Data extract:
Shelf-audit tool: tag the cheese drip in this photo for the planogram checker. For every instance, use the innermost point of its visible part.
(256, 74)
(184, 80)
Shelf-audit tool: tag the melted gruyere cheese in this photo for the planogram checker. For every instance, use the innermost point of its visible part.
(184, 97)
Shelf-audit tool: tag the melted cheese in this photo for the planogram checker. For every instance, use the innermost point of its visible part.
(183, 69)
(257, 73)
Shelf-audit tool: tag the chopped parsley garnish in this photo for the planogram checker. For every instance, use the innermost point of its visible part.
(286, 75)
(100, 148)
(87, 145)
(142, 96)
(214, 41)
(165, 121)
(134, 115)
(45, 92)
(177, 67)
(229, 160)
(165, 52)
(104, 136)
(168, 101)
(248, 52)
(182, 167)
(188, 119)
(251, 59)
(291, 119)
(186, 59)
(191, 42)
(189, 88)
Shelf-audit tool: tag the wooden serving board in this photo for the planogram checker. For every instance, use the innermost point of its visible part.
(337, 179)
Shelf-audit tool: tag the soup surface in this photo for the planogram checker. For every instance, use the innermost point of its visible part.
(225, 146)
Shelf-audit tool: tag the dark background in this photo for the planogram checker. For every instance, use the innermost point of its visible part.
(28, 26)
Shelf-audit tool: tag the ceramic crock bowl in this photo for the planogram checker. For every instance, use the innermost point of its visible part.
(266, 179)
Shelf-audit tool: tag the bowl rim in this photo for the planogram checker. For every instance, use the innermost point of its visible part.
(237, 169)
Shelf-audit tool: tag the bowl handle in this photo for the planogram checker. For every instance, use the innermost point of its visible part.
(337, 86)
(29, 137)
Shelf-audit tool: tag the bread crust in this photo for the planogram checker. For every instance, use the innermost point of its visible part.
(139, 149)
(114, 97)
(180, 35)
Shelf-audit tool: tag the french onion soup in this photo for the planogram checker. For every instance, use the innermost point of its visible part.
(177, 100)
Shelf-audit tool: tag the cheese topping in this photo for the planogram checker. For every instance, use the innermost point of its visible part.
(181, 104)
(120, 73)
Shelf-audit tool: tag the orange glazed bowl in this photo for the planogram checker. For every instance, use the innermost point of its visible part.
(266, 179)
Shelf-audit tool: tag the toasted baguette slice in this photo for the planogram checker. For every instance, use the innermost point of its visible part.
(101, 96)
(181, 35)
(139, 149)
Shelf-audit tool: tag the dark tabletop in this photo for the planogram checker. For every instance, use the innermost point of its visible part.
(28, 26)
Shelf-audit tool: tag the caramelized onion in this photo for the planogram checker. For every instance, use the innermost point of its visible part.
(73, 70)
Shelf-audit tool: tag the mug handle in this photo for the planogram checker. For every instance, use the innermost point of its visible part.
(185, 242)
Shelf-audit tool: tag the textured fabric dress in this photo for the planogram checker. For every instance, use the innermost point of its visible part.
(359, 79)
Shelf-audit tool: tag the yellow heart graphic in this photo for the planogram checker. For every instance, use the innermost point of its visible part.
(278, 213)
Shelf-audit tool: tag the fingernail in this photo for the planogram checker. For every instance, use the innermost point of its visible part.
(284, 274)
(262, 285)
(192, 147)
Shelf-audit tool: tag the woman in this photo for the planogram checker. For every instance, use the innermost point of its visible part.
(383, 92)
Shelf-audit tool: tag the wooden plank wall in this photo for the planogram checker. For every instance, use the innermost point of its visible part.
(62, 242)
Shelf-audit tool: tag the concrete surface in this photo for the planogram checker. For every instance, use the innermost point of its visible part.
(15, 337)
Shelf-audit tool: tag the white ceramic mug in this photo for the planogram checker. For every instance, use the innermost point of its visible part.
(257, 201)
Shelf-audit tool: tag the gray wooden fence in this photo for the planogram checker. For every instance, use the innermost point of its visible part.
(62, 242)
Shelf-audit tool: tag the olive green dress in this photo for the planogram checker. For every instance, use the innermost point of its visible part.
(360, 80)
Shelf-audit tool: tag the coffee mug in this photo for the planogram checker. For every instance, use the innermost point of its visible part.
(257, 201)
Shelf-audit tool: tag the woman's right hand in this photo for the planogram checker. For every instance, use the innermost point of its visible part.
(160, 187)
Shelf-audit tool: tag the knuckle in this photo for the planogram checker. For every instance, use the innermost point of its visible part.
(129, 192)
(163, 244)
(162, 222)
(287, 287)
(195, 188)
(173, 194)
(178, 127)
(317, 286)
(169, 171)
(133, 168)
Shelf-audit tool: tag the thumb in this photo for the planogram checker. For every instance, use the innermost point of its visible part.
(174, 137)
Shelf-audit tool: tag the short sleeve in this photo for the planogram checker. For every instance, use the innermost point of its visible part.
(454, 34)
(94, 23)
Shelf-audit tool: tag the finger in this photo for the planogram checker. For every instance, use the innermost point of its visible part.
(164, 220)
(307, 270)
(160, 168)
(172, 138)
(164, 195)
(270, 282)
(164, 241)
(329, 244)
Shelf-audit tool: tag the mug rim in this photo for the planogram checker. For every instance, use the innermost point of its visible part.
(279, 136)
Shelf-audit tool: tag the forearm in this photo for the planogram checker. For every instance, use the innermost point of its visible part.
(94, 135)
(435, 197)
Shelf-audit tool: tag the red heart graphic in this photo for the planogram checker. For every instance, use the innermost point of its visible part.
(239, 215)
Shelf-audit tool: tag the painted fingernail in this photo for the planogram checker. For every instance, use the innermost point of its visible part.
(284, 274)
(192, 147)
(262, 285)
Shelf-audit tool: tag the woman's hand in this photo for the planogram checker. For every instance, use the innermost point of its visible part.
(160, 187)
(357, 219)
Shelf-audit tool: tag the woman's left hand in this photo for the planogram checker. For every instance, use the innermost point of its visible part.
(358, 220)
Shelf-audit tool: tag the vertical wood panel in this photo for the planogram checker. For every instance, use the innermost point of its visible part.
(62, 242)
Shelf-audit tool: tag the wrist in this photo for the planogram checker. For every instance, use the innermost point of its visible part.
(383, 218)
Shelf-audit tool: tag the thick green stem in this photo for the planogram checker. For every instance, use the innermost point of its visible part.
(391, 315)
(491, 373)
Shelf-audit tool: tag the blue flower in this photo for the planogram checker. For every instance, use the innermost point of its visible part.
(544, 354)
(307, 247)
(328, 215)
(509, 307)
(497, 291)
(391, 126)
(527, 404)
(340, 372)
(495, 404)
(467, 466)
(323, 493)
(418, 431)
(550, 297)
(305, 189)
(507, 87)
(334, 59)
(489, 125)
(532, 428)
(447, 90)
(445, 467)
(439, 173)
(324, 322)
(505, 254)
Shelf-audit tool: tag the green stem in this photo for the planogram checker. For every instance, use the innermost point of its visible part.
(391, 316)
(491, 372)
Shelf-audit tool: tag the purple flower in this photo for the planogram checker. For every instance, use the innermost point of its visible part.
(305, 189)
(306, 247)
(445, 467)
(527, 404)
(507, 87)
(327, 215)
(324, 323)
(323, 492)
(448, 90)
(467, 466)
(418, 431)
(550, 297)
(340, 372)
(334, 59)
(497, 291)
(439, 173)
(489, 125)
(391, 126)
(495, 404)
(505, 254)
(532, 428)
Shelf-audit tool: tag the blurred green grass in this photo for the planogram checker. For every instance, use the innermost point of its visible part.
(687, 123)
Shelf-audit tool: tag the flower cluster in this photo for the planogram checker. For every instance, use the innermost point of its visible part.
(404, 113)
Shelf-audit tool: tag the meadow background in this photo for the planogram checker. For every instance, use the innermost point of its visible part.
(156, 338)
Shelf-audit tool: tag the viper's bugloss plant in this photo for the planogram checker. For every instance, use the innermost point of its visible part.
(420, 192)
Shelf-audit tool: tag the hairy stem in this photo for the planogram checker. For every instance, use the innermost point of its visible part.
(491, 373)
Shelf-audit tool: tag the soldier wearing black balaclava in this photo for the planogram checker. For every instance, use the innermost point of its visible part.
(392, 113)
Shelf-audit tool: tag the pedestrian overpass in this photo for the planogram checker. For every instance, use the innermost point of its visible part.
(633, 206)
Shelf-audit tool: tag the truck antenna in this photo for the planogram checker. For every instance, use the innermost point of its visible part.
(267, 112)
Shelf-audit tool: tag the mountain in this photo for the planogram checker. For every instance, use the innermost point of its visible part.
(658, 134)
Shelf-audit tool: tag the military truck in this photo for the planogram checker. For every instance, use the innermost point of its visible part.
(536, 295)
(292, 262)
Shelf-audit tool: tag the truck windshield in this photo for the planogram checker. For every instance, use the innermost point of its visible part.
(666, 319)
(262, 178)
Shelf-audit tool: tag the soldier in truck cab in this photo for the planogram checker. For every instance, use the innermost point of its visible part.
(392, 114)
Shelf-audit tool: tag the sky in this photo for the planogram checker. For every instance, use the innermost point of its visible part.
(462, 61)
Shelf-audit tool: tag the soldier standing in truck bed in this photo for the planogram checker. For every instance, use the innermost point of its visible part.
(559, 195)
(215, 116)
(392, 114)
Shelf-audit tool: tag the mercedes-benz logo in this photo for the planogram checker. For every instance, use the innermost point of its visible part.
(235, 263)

Required work: Rewrite the lines from the one containing "Shelf-audit tool: tag the truck antenna" through the end of the records, substituting "crew member" for every occurrence of "soldier" and leaving everything else unchanged.

Task output:
Shelf-audit tool: tag the truck antenna in this photo for the planogram checker. For every instance, use the innermost point of its visible part.
(267, 112)
Shelf-audit tool: tag the mountain in this photo for the planogram checker. For every instance, use the innermost point of its visible part.
(658, 134)
Shelf-audit tool: tag the military truck in this photo for the planogram checker. For every instance, use the innermost point of its visible part.
(536, 295)
(292, 262)
Shelf-audit tool: tag the truck windshield in this photo for the planogram checker. For every instance, use the innermost point of its visible part.
(666, 319)
(262, 178)
Shelf-audit tool: tag the crew member in truck cab in this photo for the planogram checker. For every instance, use the innermost point of its visible part.
(392, 114)
Shelf-audit tool: tag the sky in this photo for the planogram checker. For every instance, use the innermost point of its visible part.
(462, 61)
Shelf-audit tool: tag the crew member standing in truck bed in this photo for the planogram checker. For every instance, use the innermost point of its visible part.
(559, 195)
(215, 116)
(392, 114)
Shelf-audit tool: tag the mercedes-benz logo in this photo for the planogram checker. For every instance, use the innermost point of its visible part.
(235, 263)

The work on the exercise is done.